» **WHAT TO DO**
Count the lines below that contain the string "coords", and give only that number.

» **THE INPUT**

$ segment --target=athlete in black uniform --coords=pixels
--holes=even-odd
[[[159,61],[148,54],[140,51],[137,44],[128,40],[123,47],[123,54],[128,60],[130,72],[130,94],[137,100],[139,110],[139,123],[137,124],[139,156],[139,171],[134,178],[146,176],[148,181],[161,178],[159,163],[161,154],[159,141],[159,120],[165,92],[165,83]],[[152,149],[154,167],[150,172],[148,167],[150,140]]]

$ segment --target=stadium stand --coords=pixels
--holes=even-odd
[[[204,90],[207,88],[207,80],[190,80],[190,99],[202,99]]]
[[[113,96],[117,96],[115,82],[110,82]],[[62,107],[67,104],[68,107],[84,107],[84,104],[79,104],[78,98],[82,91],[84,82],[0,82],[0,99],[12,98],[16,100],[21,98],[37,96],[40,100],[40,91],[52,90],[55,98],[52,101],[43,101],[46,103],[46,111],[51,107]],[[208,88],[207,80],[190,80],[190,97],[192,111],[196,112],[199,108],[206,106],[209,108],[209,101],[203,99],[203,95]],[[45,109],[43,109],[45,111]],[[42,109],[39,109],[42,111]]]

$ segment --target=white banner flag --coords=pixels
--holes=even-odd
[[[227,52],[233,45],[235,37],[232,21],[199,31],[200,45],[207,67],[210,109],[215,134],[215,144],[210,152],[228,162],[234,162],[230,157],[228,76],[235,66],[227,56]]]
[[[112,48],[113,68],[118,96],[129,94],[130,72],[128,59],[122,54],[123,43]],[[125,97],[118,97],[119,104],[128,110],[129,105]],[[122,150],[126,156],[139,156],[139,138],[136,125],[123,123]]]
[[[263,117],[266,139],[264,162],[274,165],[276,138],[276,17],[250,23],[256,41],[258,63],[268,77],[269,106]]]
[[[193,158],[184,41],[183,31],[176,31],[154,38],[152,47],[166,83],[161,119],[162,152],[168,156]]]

==

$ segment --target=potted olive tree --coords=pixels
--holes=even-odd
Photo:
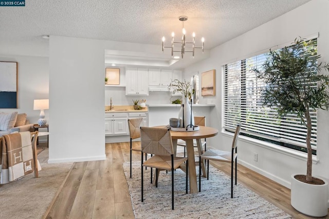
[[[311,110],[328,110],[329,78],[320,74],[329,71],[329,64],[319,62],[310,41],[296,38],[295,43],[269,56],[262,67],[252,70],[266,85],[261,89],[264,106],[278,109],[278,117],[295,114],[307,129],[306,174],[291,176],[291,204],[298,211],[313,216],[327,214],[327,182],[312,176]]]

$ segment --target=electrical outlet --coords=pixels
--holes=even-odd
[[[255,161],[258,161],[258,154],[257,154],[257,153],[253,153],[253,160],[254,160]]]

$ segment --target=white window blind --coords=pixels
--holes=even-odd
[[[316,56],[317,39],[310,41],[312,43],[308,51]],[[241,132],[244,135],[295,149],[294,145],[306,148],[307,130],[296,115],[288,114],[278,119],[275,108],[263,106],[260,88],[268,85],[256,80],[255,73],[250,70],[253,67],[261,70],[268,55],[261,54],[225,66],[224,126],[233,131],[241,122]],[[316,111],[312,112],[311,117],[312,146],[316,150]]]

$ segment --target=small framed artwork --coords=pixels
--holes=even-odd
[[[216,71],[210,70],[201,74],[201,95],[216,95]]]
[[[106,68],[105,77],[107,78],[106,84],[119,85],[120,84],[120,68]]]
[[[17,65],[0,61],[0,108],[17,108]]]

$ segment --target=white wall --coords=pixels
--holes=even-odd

» **RESULT FOR THIS TASK**
8